_DOCUMENT TEXT_
# Bikepacking Gear for Fatbikes



## FarNorth (Feb 12, 2011)

I am looking for a place to shop for gear (racks, packs, bags) for doing extended three to four day trips on a Fatbike (Fatback). I have done some searching but do not have enough info. Would like to hear what people like and dislike.

Thanks again for the help,
Steve


----------



## Outsider (Jan 1, 2007)

I guess the standard way is to order a full set (frame bag, seat bag, gas tank and handlebar bag) from Relevate Designs. Not cheap, but from what I've seen very good stuff.

Personally I made the frame bag myself and bought a pair of rear and front racks to use with dry sacks. I'm very satisfied with my system.


----------



## FarNorth (Feb 12, 2011)

Outsider,

Very cool. Thanks for the link.

Steve


----------



## joboo (Mar 17, 2008)

Outsider said:


> I guess the standard way is to order a full set (frame bag, seat bag, gas tank and handlebar bag) from Relevate Designs. Not cheap, but from what I've seen very good stuff.
> 
> Personally I made the frame bag myself and bought a pair of rear and front racks to use with dry sacks. I'm very satisfied with my system.


+1 for Relevate Designs!!! :thumbsup: 
Eric does a A+ work; also, you get what you pay for!!

Peace


----------



## cowboygrrl (Jan 20, 2011)

Don't forget Carousel Designs…


----------



## icecreamjay (Apr 13, 2004)

There's lots of info on bikepacking.net if you haven't checked it out already. I'm a bikepacking rookie, but Outsiders's pretty much summed it up. 

If $ is no object, contact Revelate or Carousel for a full set of kickass gear.

The other end of the scale is ghetto bikepacking. Get some cheap drybags and a rack and strap them to your bike. Maybe make a framebag and stuff the rest in your pack. Jannd sells a cheap, smaller sized framebag that allows you to still use your bottleholder.

And of course there's the creamy middle. Patch your own system together. If you can't sew I would invest first in a framebag. Its easy to strap a dry bag to your handlebars. I've been using a rack in the back. I think its more versatile in terms of using different bags and sometimes I strap tools to it. The revelate/carousel seatbags are definitely lighter and cooler though. I've been drooling over Eric's (revelate) seatbag/shaped dry bag combo for a while. 

I give a thumbs up to the gas tank as well. Great place to stick a phone or camera as well as stuff like chapstick, a bit of food to have handy, etc.

_SET TASK_
Continue the fatbike bikepacking gear thread from the point where it stops.

_DATASET EXTRACT_
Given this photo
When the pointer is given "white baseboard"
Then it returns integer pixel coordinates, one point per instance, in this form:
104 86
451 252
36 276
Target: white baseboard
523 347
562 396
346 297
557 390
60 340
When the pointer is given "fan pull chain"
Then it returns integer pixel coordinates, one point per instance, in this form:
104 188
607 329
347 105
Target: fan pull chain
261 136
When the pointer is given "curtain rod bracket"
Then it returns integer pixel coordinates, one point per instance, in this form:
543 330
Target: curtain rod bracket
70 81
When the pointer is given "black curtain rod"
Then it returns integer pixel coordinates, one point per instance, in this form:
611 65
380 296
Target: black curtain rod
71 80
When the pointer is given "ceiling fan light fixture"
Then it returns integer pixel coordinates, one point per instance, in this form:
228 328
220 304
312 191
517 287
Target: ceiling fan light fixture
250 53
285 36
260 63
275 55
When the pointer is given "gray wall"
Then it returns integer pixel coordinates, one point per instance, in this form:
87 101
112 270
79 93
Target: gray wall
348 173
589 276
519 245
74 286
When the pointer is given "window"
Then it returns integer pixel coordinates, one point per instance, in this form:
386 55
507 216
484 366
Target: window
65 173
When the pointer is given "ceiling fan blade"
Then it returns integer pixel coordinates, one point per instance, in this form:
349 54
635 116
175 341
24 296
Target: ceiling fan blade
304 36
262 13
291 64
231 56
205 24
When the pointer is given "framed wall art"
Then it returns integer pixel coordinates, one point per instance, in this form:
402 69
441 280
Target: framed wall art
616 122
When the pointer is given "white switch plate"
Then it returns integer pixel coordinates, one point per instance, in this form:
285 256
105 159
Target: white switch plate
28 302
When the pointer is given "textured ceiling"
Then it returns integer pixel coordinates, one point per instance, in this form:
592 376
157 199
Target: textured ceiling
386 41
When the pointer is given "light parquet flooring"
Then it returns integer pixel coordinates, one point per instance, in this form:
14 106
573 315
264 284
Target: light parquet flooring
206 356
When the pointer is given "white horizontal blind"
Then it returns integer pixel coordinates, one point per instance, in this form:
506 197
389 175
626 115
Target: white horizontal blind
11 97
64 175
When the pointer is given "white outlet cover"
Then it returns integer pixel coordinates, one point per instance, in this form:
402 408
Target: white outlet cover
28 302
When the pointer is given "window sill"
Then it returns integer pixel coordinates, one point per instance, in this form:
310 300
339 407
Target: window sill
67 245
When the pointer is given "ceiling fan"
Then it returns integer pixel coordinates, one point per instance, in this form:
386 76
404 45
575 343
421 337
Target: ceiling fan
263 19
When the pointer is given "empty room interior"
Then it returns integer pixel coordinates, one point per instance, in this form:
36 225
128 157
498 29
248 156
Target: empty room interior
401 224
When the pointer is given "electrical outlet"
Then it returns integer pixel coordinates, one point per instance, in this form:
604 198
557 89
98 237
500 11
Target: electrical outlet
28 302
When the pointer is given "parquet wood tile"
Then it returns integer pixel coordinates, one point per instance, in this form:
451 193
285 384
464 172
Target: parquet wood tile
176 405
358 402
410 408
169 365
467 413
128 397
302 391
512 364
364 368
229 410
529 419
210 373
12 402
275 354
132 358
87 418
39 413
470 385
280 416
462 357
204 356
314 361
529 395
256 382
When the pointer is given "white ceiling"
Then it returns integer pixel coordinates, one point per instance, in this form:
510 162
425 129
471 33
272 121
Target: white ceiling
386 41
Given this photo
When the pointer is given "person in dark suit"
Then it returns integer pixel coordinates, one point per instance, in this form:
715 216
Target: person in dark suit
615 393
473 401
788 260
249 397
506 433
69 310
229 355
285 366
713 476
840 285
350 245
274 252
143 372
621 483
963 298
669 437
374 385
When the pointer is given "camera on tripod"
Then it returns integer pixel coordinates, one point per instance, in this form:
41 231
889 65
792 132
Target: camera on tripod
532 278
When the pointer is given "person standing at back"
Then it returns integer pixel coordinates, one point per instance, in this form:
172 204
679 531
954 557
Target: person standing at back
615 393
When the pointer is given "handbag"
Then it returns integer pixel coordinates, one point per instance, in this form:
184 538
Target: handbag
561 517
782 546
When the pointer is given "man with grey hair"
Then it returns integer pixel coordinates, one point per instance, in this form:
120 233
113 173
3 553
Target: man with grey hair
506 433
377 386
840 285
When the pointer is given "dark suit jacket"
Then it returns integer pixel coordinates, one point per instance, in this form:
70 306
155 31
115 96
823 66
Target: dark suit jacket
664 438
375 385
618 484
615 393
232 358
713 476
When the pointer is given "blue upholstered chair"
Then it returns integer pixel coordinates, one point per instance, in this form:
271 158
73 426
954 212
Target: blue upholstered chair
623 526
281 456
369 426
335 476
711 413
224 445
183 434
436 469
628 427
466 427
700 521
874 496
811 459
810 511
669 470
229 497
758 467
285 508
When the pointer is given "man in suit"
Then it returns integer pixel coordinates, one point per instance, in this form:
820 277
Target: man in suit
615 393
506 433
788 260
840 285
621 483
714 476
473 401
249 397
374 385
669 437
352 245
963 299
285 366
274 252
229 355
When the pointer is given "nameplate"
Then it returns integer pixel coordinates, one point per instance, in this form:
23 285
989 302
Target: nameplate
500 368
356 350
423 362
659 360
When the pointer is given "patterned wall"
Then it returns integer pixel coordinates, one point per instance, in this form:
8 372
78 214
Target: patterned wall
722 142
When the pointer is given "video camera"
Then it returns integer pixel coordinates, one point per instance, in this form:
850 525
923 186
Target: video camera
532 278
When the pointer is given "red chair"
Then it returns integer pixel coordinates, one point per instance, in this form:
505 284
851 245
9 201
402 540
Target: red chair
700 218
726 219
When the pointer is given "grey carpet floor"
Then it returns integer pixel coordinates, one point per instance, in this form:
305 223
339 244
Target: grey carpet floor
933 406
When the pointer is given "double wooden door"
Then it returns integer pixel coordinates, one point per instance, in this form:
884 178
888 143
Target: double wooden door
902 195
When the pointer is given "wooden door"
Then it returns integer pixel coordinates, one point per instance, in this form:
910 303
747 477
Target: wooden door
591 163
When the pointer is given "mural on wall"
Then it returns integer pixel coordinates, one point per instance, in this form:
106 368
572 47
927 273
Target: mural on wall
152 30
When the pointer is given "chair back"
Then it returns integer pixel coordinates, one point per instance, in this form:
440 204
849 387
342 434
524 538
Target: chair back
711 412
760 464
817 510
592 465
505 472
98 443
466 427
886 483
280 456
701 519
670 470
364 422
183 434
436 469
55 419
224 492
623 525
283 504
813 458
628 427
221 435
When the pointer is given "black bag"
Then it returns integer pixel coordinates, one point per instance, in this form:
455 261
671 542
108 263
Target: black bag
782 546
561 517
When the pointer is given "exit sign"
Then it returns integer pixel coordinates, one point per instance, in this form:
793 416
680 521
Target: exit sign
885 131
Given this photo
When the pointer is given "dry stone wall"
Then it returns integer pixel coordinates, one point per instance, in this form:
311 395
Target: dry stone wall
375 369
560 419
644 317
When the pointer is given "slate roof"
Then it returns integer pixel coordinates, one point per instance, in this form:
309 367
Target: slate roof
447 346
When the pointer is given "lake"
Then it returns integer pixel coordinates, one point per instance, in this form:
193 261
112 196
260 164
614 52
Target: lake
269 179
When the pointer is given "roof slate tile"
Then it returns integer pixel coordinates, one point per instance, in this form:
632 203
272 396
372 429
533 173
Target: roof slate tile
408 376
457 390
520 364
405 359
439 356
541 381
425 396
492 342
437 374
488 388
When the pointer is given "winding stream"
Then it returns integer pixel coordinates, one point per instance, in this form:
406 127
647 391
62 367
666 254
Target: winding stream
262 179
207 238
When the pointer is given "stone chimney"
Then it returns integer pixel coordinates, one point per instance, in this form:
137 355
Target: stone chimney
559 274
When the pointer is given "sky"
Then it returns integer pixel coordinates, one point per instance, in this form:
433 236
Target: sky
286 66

_THE REPLY_
Generally speaking, the frame bag is the core of your bikepacking setup. Depending on your frame... smaller fatbacks have tiny main triangles. Put the heaviest stuff as low as possible on the bike. As in stuff the frame bag with tools, tubes, water, dense food, etc. Lighter stuff will go on the bars and seatbag/rack. The less weight you carry on your back the better.

Hope that helped, I'm still in the process of changing/perfecting my setup myself.


----------



## FarNorth (Feb 12, 2011)

Icecreamjay,

Thanks for all the helpful information.

Steve


----------



## space49 (Jan 24, 2010)

Jandd Mountaineering makes a great selection of bags that work well. A have a couple that are working as good as the day I bought them over 15 years ago. Not quite as expensive as some other makers and time tested quality speaks for itself. 
IME seat bags place the load and weight associated with it higher than neccesary and a good compression drybag with a rack works as well is offers greater versatility. It's nice to have both though along with a few different bags to choose from according to needs like weather and duration of the ride.


----------



## Outsider (Jan 1, 2007)

space49 said:


> ...
> IME seat bags place the load and weight associated with it higher than neccesary and a good compression drybag with a rack works as well is offers greater versatility.
> ...


This has been my motivation for racks as well, though I think it matters only for taller riders. The versatility also means that you easily can get a package from the post office home on the rear rack.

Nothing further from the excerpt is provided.